Aim:
Convert each line of the records below into a row of a Markdown table with the columns "Row" and "Line", numbering the rows in order and leaving out blank lines.

Point placement records:
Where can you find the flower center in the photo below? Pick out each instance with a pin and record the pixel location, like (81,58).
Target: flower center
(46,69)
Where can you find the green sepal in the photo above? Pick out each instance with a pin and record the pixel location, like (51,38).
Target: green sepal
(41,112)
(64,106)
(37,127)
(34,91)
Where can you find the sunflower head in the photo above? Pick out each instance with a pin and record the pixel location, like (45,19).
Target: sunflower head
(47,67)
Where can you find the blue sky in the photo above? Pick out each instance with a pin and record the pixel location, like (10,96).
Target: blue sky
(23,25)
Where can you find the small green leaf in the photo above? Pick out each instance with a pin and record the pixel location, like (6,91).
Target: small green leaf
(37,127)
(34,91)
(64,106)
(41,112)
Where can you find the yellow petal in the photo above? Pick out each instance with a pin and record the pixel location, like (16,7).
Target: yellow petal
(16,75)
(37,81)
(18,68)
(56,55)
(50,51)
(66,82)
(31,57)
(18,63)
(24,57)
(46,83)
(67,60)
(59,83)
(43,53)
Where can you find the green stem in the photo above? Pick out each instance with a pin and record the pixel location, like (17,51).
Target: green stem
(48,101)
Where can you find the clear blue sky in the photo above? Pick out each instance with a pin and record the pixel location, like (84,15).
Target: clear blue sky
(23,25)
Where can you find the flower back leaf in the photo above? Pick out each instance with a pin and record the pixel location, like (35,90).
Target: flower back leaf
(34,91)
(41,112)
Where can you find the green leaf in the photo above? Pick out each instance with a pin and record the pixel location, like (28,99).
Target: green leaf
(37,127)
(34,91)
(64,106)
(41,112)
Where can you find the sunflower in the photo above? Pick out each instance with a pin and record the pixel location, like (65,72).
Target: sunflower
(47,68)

Complete response:
| Row | Line |
|---|---|
| 1 | Where can you find the flower center in the photo below? Pick out each instance with a pin and record the pixel location, like (81,58). |
| 2 | Target: flower center |
| 3 | (46,69) |
| 4 | Where can you find the green sepal in the photo above? Pick out each instance with a pin and record the pixel location, like (51,38). |
| 5 | Target: green sepal |
| 6 | (41,112) |
| 7 | (64,106) |
| 8 | (37,127) |
| 9 | (34,91) |
| 10 | Where can you find the sunflower head in the photo above? Pick out each instance with a pin and record the pixel location, like (45,19). |
| 11 | Target: sunflower head |
| 12 | (47,67) |
| 13 | Where can you find the blue sky in the photo above? Pick out each instance with a pin and record the pixel location, like (10,96). |
| 14 | Target: blue sky |
| 15 | (23,25) |
| 16 | Where can you find the small green leaf in the photo above? Pick out each instance with a pin and record the pixel location, like (6,91). |
| 17 | Target: small green leaf |
| 18 | (37,127) |
| 19 | (34,91) |
| 20 | (64,106) |
| 21 | (41,112) |
| 22 | Where can you find the yellow petal in the photo above? Pick out each instance with a pin and record the pixel location, like (16,7). |
| 23 | Target: yellow petal |
| 24 | (16,75) |
| 25 | (37,81) |
| 26 | (18,68) |
| 27 | (56,55) |
| 28 | (50,51) |
| 29 | (66,82) |
| 30 | (31,57) |
| 31 | (18,63) |
| 32 | (24,57) |
| 33 | (46,83) |
| 34 | (67,60) |
| 35 | (59,83) |
| 36 | (43,53) |
| 37 | Where can you find the green stem in the photo above? Pick out each instance with a pin and record the pixel location, like (17,51). |
| 38 | Target: green stem |
| 39 | (48,101) |
| 40 | Where can you find the clear blue sky in the photo above? Pick out each instance with a pin and record the pixel location, like (84,15). |
| 41 | Target: clear blue sky |
| 42 | (23,25) |
| 43 | Where can you find the flower back leaf in the photo above? Pick out each instance with a pin and record the pixel location, like (35,90). |
| 44 | Target: flower back leaf |
| 45 | (34,91) |
| 46 | (41,112) |
| 47 | Where can you find the green leaf in the photo above? Pick out each instance with a pin and record the pixel location, like (28,99). |
| 48 | Target: green leaf |
| 49 | (37,127) |
| 50 | (34,91) |
| 51 | (64,106) |
| 52 | (41,112) |
| 53 | Where can you find the sunflower in the photo above? Pick out each instance with a pin and record the pixel location, like (65,72). |
| 54 | Target: sunflower |
| 55 | (47,68) |